EXCERPTED DATA:
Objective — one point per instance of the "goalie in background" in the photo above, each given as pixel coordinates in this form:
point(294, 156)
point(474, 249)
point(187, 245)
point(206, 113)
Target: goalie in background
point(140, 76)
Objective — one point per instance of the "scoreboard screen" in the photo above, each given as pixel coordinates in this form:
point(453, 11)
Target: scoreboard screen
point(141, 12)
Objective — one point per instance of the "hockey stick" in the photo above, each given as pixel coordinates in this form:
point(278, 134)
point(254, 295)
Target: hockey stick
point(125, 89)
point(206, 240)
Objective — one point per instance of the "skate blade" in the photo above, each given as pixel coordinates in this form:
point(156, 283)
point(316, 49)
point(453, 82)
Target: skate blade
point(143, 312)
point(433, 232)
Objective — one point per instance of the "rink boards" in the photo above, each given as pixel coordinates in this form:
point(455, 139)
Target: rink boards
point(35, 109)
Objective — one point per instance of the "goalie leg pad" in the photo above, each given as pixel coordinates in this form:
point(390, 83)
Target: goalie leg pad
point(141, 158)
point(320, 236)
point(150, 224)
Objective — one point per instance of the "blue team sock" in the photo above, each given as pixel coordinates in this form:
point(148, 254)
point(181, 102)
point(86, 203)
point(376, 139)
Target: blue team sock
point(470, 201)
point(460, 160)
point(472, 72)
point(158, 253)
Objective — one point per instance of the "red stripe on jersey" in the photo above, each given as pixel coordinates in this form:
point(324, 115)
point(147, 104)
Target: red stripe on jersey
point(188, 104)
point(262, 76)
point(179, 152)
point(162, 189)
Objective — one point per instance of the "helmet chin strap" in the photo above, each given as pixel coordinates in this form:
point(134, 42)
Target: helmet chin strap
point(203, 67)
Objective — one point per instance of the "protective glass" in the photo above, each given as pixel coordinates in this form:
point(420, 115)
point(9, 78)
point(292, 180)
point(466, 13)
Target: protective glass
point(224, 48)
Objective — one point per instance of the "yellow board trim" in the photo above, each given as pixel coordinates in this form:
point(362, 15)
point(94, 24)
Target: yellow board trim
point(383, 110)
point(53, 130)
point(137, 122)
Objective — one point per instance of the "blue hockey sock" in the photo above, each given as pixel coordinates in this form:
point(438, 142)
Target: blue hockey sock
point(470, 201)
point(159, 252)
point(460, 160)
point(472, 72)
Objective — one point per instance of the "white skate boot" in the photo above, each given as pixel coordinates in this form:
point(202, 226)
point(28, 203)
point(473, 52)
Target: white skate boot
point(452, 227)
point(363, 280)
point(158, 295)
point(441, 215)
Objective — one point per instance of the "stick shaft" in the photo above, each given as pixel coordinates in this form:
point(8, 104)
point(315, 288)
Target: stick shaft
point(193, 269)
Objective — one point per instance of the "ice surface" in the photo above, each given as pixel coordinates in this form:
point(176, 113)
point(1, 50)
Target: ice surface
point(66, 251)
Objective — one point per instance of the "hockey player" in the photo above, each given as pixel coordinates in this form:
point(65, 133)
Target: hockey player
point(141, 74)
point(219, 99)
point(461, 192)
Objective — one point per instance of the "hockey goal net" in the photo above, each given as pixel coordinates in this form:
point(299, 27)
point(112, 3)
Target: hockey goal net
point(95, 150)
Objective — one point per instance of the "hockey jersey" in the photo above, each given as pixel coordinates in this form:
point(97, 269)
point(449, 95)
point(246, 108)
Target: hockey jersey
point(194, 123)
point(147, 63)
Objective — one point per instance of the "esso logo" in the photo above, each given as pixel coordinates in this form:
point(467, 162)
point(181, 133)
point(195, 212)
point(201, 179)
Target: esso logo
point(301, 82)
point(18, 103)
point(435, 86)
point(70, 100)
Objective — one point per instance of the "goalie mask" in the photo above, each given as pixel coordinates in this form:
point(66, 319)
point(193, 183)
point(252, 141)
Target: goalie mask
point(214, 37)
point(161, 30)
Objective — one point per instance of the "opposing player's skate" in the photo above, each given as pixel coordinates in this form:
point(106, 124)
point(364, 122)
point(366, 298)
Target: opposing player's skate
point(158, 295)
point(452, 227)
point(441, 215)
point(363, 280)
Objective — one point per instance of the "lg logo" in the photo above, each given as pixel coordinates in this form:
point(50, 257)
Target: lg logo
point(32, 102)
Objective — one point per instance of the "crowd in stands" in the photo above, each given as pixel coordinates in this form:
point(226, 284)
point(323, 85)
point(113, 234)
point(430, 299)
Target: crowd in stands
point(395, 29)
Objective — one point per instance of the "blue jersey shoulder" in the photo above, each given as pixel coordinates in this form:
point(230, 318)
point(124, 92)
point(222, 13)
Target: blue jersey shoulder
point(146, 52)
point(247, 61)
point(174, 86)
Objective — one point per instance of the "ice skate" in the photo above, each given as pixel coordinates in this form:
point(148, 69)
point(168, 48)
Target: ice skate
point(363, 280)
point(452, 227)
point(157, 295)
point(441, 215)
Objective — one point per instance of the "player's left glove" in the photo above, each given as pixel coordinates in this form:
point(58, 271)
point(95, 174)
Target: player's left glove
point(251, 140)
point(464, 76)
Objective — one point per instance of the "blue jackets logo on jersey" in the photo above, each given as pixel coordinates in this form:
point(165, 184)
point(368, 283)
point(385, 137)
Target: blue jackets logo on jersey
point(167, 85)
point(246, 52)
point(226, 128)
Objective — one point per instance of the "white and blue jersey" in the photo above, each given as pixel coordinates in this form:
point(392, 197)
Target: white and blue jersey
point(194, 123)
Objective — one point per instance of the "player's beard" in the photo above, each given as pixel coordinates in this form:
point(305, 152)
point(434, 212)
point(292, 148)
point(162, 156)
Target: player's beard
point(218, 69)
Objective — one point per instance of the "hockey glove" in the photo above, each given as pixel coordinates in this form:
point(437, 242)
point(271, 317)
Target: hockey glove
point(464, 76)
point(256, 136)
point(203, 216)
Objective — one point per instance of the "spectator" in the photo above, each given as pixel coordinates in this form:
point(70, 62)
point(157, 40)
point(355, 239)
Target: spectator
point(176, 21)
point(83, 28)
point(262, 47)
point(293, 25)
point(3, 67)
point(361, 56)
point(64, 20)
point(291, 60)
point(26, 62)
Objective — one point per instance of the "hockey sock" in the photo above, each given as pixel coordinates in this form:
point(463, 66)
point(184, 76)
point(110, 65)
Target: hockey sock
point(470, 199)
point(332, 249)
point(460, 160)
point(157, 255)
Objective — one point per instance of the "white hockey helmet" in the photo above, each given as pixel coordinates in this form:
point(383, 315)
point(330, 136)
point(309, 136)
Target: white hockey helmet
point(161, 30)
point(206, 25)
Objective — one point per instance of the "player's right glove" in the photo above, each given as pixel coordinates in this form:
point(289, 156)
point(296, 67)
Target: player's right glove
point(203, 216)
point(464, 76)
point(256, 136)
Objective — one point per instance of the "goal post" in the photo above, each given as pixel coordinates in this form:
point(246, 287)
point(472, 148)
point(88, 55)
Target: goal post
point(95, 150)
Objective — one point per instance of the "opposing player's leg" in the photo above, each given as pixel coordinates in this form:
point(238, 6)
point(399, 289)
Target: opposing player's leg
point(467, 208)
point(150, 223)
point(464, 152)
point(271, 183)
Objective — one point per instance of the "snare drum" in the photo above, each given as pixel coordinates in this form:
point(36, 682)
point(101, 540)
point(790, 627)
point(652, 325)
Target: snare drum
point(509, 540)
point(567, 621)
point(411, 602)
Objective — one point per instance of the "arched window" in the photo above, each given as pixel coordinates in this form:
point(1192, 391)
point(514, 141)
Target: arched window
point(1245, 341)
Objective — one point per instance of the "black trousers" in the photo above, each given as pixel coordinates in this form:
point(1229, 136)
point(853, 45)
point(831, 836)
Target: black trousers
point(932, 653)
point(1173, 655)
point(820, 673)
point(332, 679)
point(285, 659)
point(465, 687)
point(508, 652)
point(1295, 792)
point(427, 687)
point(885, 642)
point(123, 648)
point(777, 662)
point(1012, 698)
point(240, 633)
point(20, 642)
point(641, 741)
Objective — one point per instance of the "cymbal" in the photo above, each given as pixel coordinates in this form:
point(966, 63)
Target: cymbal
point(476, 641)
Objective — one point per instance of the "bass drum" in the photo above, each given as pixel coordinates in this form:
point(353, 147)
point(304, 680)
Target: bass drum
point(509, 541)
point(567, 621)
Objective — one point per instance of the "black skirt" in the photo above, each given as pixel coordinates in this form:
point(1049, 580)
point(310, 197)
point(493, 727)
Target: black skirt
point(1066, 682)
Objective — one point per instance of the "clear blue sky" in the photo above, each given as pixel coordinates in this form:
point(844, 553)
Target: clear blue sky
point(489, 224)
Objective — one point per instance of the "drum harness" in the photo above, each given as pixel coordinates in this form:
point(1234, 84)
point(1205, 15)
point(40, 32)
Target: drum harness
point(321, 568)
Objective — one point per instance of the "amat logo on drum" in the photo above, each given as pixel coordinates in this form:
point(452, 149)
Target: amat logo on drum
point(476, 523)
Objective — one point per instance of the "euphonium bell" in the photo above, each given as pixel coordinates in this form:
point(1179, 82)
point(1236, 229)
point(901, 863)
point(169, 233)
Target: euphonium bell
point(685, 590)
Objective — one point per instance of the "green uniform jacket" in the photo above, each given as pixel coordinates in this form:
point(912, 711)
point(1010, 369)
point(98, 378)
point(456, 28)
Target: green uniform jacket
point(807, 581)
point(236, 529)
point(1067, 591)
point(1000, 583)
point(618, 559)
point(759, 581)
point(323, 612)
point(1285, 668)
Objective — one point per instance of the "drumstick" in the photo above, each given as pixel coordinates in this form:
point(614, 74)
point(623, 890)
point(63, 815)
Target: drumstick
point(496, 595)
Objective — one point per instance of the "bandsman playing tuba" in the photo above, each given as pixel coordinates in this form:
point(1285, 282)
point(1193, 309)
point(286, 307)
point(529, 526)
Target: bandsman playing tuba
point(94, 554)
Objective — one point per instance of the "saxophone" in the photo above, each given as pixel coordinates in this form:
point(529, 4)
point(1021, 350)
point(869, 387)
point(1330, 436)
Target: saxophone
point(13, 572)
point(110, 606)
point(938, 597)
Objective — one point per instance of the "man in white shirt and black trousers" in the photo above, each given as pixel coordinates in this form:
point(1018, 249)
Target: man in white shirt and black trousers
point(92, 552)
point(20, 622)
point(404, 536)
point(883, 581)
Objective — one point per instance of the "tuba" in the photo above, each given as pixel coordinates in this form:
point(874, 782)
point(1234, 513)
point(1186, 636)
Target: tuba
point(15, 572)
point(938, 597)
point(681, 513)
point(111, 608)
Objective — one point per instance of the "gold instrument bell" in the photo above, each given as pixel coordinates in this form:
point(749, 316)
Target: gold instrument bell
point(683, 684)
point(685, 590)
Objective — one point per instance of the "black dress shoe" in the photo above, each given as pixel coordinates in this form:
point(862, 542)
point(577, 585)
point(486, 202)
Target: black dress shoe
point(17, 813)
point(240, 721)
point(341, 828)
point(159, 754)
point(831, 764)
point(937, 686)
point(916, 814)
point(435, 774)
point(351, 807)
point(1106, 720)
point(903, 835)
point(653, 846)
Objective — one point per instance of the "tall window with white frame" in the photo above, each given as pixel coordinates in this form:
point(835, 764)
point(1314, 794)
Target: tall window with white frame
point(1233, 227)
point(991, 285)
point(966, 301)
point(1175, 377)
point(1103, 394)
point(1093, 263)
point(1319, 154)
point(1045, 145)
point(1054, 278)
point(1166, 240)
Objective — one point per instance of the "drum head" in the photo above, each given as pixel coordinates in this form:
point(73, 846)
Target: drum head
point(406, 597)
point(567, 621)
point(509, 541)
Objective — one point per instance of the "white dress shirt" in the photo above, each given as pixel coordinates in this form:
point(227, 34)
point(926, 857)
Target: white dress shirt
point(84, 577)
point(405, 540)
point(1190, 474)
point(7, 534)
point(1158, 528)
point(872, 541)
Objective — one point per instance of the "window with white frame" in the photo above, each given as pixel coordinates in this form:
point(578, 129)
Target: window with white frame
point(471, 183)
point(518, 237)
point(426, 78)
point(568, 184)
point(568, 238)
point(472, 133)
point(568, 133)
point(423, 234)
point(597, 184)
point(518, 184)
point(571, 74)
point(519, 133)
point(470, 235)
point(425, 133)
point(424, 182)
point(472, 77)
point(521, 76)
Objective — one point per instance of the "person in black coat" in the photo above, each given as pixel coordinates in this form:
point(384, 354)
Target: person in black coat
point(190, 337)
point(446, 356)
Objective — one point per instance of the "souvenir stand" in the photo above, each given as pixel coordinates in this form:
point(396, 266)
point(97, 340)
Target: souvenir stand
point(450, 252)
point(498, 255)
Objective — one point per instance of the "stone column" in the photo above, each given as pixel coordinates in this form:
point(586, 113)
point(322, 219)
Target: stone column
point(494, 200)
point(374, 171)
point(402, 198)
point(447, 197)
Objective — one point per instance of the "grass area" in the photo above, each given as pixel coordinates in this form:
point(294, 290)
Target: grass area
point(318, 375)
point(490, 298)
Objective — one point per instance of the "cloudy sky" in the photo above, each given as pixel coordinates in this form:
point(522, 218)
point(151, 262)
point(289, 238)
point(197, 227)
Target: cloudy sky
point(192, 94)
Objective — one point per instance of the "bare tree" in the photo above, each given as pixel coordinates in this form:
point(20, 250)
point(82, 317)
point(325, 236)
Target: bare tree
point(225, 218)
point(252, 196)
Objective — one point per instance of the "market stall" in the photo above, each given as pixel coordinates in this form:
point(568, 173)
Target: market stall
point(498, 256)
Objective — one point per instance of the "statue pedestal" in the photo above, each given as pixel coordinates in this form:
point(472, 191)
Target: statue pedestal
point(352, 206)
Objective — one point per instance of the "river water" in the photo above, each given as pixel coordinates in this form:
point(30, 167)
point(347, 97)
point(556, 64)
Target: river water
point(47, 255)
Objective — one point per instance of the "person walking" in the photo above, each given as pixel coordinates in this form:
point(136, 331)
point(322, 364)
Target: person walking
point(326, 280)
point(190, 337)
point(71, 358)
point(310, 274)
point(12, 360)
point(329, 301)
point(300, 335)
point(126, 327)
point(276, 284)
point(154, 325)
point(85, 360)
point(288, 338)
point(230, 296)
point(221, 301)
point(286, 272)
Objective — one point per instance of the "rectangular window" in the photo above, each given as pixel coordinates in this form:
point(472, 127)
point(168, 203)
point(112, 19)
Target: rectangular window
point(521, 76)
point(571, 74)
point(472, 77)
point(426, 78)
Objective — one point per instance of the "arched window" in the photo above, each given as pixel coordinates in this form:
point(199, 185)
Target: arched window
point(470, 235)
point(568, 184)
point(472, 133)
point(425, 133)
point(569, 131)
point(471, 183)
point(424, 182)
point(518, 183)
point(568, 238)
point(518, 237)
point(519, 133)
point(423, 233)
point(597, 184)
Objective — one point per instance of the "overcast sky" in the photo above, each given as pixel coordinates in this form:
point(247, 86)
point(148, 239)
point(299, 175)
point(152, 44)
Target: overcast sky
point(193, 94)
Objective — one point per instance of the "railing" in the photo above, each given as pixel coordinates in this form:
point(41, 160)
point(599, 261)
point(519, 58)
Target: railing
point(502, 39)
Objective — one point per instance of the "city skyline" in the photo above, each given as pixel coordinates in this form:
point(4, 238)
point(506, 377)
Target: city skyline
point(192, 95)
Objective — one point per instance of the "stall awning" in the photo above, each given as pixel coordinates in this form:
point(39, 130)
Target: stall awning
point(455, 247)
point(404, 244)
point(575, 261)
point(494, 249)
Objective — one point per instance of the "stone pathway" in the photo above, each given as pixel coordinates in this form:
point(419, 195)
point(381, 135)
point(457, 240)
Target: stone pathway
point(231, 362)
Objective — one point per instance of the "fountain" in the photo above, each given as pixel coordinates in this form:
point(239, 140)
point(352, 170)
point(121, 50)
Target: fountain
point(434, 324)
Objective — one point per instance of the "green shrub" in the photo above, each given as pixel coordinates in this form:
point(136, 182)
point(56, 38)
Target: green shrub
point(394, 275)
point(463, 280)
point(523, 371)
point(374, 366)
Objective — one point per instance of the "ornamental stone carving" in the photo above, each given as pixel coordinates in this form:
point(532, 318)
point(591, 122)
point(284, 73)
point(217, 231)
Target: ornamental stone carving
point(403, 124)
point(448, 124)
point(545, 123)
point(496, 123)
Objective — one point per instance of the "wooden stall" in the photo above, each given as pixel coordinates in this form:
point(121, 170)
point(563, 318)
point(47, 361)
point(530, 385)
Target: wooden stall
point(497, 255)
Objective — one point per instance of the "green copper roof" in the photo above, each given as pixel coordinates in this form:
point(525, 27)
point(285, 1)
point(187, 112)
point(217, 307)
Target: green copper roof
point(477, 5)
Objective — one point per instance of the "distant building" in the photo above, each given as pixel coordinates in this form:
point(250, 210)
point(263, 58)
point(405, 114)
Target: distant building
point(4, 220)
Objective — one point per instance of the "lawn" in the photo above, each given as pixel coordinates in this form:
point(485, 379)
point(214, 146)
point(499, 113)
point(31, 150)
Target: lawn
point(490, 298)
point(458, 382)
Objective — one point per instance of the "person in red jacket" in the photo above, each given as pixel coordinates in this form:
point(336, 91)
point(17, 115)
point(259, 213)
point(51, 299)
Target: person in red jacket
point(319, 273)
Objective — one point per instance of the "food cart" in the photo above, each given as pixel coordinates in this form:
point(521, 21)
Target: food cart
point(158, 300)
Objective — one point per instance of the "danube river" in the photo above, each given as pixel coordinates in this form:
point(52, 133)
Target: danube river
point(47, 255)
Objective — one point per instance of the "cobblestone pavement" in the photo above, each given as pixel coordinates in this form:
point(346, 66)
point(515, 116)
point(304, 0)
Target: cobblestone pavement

BRIEF:
From the data, pick out every line that includes "cobblestone".

RESULT BELOW:
Objective — one point per instance of the "cobblestone pavement" in the photo above, each given as pixel coordinates in this form:
Target: cobblestone pavement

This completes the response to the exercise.